* Exercise instructions:
It is required that all of the data be written out exactly.

(Collected data)
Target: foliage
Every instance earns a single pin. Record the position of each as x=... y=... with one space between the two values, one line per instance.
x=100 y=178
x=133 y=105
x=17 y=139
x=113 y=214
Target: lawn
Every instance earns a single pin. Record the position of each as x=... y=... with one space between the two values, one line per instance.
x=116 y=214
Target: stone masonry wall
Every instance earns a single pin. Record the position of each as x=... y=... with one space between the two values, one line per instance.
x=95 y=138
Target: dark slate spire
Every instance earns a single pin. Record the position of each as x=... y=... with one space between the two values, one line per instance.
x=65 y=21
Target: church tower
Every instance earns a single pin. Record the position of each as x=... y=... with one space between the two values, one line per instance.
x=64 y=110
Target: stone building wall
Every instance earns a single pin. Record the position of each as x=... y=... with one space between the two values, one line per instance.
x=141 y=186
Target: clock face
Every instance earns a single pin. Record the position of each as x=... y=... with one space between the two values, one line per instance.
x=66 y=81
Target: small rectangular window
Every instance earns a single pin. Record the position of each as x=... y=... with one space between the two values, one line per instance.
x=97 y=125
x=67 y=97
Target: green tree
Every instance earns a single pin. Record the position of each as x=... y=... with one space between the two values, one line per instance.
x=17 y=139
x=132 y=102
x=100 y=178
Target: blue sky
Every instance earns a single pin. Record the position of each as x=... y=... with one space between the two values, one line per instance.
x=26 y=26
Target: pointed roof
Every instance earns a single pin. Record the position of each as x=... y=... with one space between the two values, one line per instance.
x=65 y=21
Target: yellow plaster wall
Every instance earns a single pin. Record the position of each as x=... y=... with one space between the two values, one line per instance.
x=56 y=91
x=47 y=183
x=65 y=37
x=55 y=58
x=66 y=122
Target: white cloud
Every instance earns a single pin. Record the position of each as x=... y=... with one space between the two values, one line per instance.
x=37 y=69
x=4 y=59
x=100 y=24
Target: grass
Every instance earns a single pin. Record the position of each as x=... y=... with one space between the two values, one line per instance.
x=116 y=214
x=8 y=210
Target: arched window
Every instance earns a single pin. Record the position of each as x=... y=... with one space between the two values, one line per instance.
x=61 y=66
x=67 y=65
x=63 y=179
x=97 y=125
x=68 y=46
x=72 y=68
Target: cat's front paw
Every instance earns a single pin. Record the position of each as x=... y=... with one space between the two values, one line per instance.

* Task answer:
Target: foliage
Every instance earns a single pin. Record the position of each as x=... y=... with one space between the two values, one line per instance.
x=100 y=178
x=133 y=105
x=17 y=139
x=113 y=214
Target: lawn
Every instance earns a single pin. Record the position of each as x=... y=... with one space between the two values, one line per instance.
x=116 y=214
Target: stone masonry wall
Every instance earns a single pin. Record the position of each as x=... y=... with one space between the two values, one line per instance.
x=95 y=138
Target: dark slate spire
Every instance earns a single pin. Record the position of each as x=... y=... with one space between the two values, one line per instance.
x=65 y=21
Target: church tower
Every instance earns a single pin. Record the position of each as x=... y=... with one space between the two values, one line per instance.
x=64 y=110
Target: stone building wall
Every instance earns a single pin. Record the position of each as x=... y=... with one space between the two values, one line per instance.
x=141 y=186
Target: clock face
Every instance earns a single pin. Record the position of each as x=... y=... with one space between the two values, one line per instance.
x=66 y=81
Target: small rectangular window
Every instance earns a single pin. Record the position of each as x=... y=... with one space between the two values, one line per instance.
x=97 y=125
x=67 y=97
Target: green tree
Every instance earns a single pin. Record the position of each as x=... y=... with one space between the two values, one line per instance.
x=17 y=139
x=132 y=102
x=100 y=178
Target: blue sky
Every instance earns a single pin. Record the position of each as x=... y=... with one space between the two values, one line per instance.
x=26 y=26
Target: pointed roof
Every instance earns a single pin. Record the position of each as x=... y=... with one space between the two values, one line per instance.
x=65 y=21
Target: yellow plaster wall
Every instance earns a single pin. Record the position of each as x=... y=... with one space between the two values, one line per instance.
x=56 y=91
x=47 y=183
x=65 y=37
x=55 y=58
x=66 y=122
Target: white cloud
Every instance earns a single pin. Record the position of each as x=... y=... with one space between the two values, one line per instance.
x=37 y=69
x=4 y=59
x=100 y=24
Target: grass
Every instance earns a single pin. Record the position of each as x=... y=... with one space between the two values, one line per instance.
x=116 y=214
x=8 y=210
Target: arched window
Every instance earns a single pin. Record the position of each as x=... y=... with one space between the two values, one line per instance.
x=61 y=66
x=67 y=65
x=63 y=179
x=97 y=125
x=68 y=46
x=72 y=68
Target: cat's front paw
Every instance earns a single pin. Record the position of each as x=... y=... with one space between the two values, one line per instance.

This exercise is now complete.